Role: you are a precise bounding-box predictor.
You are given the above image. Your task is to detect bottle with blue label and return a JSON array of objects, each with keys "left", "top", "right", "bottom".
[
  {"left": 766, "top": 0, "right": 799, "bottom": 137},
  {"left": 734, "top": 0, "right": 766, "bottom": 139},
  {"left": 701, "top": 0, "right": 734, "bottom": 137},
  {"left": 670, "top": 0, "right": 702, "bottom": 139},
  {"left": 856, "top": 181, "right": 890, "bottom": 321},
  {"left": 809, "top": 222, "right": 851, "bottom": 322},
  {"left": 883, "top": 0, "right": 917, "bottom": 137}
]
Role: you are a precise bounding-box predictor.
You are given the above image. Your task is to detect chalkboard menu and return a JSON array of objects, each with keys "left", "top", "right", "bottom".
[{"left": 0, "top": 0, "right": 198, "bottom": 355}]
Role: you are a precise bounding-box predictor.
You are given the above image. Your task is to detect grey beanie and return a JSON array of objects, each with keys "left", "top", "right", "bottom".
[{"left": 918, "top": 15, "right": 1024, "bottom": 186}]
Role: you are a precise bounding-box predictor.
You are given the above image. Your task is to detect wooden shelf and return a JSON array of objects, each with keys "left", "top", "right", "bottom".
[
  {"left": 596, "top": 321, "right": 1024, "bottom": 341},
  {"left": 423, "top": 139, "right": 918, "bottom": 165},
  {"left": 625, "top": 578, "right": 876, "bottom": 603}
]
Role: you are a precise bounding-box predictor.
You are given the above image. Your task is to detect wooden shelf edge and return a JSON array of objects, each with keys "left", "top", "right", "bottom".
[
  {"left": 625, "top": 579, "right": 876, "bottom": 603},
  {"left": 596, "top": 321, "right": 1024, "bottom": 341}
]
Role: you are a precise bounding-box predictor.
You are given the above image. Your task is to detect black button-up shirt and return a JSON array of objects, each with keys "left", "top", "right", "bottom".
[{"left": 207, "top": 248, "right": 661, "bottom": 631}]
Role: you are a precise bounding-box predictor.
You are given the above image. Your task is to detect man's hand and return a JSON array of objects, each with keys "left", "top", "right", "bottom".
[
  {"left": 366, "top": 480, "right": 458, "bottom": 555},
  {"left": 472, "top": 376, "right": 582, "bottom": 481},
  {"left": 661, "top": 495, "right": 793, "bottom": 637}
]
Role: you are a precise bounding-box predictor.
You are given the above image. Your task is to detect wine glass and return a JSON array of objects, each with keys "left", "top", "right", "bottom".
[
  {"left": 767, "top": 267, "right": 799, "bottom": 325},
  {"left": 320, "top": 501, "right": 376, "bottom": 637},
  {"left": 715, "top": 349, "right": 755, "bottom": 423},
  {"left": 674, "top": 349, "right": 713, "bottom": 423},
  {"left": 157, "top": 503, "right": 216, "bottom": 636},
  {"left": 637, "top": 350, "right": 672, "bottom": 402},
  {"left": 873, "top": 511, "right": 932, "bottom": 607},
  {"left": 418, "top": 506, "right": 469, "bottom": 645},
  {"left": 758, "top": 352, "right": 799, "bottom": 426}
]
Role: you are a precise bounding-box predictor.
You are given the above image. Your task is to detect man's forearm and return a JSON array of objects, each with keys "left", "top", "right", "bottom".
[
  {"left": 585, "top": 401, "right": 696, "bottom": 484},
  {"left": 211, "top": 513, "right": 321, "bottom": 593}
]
==============================
- **WHAT YOU HAVE TO DO**
Each line from the one containing "to detect black" to the end of the entries above should be copied exactly, and no other line.

- **ANSWER TO THIS TASK**
You are given the above image. Your task is to detect black button-up shirt and return a JSON array of objects, each with keys "left", "top", "right", "bottom".
[{"left": 207, "top": 248, "right": 661, "bottom": 631}]
Role: you are a precise bounding-box predictor.
You are given the above image. Your task is to detect man's hand and return a JSON array of objects, each with keys "left", "top", "right", "bottom".
[
  {"left": 366, "top": 480, "right": 458, "bottom": 555},
  {"left": 472, "top": 376, "right": 582, "bottom": 481},
  {"left": 661, "top": 495, "right": 793, "bottom": 637}
]
Role: you are a precise bounding-box predictor.
You are given the above image. Your task is to detect wine glass and return a JSON array of objects, each with keys "left", "top", "right", "bottom".
[
  {"left": 767, "top": 267, "right": 799, "bottom": 325},
  {"left": 320, "top": 501, "right": 376, "bottom": 637},
  {"left": 715, "top": 349, "right": 755, "bottom": 423},
  {"left": 674, "top": 349, "right": 713, "bottom": 423},
  {"left": 157, "top": 503, "right": 216, "bottom": 636},
  {"left": 637, "top": 350, "right": 672, "bottom": 402},
  {"left": 873, "top": 511, "right": 932, "bottom": 607},
  {"left": 418, "top": 506, "right": 469, "bottom": 645},
  {"left": 758, "top": 352, "right": 799, "bottom": 426}
]
Role: you are a precise bounding-box predictor.
You are given the above image. Your task is to detect man's forearm and return a JSON array of objects, each with keys "left", "top", "right", "bottom".
[
  {"left": 585, "top": 401, "right": 696, "bottom": 484},
  {"left": 211, "top": 513, "right": 321, "bottom": 593}
]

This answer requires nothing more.